_WORK INSTRUCTION 1_
Answer these questions using the passage on rapid sequence intubation:
(a) According to the Mallampati classification, what is visible in Class III?
(b) To what angle must the neck usually be tilted when intubating patients immobilized for a suspected cervical spine injury?
(c) What can result from applying the Sellick maneuver or BURP?
_WORK INSTRUCTION 2_
From the passage on rapid sequence intubation, extract the portion that begins at the words "9. Patients with" and stops after "and tonsillar pillars.", reproducing it verbatim.

These factors should be carefully reviewed by the medical team when deciding whether to continue with RSI. The decision to perform RSI should be based on a comprehensive assessment of the patient’s condition and the potential risks associated with the procedure. Patient safety is of utmost importance in these situations, and the procedure should be performed only when necessary and with appropriate professional knowledge.

Rapid sequence intubation (RSI) is an airway management technique that can have very serious consequences for the patient. Therefore, it is essential to carry out a risk assessment to assess possible difficulties in managing the airway and the ventilation mask.

Risk assessment includes an examination of the patient’s head, neck, nose, throat and chest. Difficulties during intubation can be expected in the following cases:

  1. Patients with facial hair or facial features that make intubation difficult.
  2. Patients with short and thick necks.
  3. Patients with obesity.
  4. Patients with facial or neck injuries.
  5. Patients with immobilization of the cervical spine.
  6. Patients with damaged teeth, genetic anomalies or deformities.
  7. Epiglottitis.
  8. Burns of the respiratory tract.
  9. Patients with a narrow face.
  10. Patients who had thyroid surgery.
  11. The presence of airway obstruction.

During the external examination of the patient, certain measurements should be taken to anticipate potential difficulties during intubation. These measurements include:

  • Mouth width (measured by the 3-3-2 technique): The mouth should be wide enough to accommodate the width of three fingers, the distance from the chin to the hyoid bone should be at least three fingers, and the space between the thyroid cartilage and the hyoid bone should be two fingers . If these dimensions are less than the stated measurements, intubation is likely to be difficult (rule 3-3-2).

The Mallampati classification estimates the size of the tongue compared to the size of the pharynx. The classification is as follows:

  • Class I: Visible soft palate, uvula and tonsillar pillars.
  • Class II: Visible soft palate and uvula.
  • Class III: Only the soft palate is visible.
  • Class IV: The soft palate is not visible.

This classification can be different if the patient is in a sitting or lying position, and talking during the examination can falsely improve the appearance.

In cases where a cervical spine injury is suspected and the patient is immobilized with a cervical collar or a total spinal immobilization device, difficulties with intubation should be expected. Intubation of such patients usually requires tilting the neck to an angle of 35 degrees or more.

If intubation is not possible, pressure on the cricoid cartilage or the BURP (Backward-Upward-Rightward Pressure) maneuver can be applied to improve visualization during intubation, especially if the cervical collar is not removed or at least loosened. Applying the Sellick maneuver or BURP can result in mobilization of an unstable segment of the spine.

Airway obstruction caused by tumors, injuries, foreign bodies, or burns can make advanced airway management by intubation difficult or impossible.

The decision to continue advanced airway management techniques, such as intubation, should be based on the patient’s examination and assessment of the risk of potential intubation failure or difficulties with mask ventilation and the use of a self-delivering balloon.

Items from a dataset
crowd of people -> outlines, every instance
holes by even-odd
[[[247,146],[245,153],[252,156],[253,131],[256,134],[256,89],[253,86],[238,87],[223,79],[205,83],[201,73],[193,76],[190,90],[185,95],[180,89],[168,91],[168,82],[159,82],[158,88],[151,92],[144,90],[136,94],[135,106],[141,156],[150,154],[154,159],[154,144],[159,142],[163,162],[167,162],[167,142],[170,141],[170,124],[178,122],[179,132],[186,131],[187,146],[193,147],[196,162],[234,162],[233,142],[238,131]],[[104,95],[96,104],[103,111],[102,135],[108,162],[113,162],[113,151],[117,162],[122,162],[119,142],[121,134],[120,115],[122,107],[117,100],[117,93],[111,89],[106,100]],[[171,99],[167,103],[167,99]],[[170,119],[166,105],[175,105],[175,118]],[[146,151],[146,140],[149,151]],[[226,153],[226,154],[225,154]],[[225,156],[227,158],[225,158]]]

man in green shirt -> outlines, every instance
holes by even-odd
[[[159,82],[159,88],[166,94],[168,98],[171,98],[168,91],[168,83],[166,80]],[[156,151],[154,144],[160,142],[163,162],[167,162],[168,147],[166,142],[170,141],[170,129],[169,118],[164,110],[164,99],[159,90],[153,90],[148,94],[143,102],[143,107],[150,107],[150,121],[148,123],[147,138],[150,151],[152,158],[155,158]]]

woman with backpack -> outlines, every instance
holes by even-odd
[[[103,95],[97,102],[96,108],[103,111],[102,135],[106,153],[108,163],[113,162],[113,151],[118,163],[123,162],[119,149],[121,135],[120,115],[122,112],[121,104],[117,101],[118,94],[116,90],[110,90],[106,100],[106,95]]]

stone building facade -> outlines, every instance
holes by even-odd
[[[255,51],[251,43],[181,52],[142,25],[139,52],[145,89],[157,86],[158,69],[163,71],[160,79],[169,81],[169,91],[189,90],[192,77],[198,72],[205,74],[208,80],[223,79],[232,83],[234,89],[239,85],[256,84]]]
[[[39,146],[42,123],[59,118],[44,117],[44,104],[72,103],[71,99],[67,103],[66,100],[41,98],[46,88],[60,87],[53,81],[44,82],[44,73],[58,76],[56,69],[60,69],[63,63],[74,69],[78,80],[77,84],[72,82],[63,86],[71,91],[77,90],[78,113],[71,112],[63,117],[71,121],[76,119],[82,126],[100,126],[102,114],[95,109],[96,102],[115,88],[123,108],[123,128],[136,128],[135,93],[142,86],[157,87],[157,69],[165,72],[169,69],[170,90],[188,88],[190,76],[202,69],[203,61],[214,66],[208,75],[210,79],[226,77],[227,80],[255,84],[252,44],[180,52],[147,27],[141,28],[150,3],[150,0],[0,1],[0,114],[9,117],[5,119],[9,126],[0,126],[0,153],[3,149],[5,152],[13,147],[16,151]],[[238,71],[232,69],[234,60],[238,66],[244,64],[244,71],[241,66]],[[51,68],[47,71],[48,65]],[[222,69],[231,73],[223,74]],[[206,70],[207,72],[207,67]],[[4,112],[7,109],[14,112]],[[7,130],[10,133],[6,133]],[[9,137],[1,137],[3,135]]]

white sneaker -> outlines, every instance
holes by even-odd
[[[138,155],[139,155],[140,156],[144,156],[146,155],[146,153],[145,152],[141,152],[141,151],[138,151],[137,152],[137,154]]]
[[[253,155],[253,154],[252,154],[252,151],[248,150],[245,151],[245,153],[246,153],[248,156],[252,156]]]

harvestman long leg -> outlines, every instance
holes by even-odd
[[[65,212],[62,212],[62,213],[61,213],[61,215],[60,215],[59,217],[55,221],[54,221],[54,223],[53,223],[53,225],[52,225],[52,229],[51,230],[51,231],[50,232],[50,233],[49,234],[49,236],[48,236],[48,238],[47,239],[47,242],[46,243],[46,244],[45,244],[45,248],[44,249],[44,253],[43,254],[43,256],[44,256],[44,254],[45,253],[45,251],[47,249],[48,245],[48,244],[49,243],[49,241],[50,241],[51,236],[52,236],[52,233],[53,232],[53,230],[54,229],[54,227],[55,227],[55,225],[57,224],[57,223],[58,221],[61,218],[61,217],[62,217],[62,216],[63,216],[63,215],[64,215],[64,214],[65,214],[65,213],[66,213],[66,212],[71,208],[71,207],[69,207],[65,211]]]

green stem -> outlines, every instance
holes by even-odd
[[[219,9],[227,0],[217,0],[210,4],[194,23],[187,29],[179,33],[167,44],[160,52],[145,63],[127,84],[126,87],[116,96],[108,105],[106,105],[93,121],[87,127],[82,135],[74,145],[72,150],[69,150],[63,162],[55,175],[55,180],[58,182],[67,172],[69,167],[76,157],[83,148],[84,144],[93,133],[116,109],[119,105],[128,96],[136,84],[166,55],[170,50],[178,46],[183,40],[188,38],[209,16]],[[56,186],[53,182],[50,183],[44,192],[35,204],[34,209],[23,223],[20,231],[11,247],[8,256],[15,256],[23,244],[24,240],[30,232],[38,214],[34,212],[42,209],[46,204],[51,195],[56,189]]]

_ANSWER AREA 1_
(a) Only the soft palate.
(b) An angle of 35 degrees or more.
(c) Mobilization of an unstable segment of the spine.

_ANSWER AREA 2_
9. Patients with a narrow face.
  10. Patients who had thyroid surgery.
  11. The presence of airway obstruction.

During the external examination of the patient, certain measurements should be taken to anticipate potential difficulties during intubation. These measurements include:

  • Mouth width (measured by the 3-3-2 technique): The mouth should be wide enough to accommodate the width of three fingers, the distance from the chin to the hyoid bone should be at least three fingers, and the space between the thyroid cartilage and the hyoid bone should be two fingers . If these dimensions are less than the stated measurements, intubation is likely to be difficult (rule 3-3-2).

The Mallampati classification estimates the size of the tongue compared to the size of the pharynx. The classification is as follows:

  • Class I: Visible soft palate, uvula and tonsillar pillars.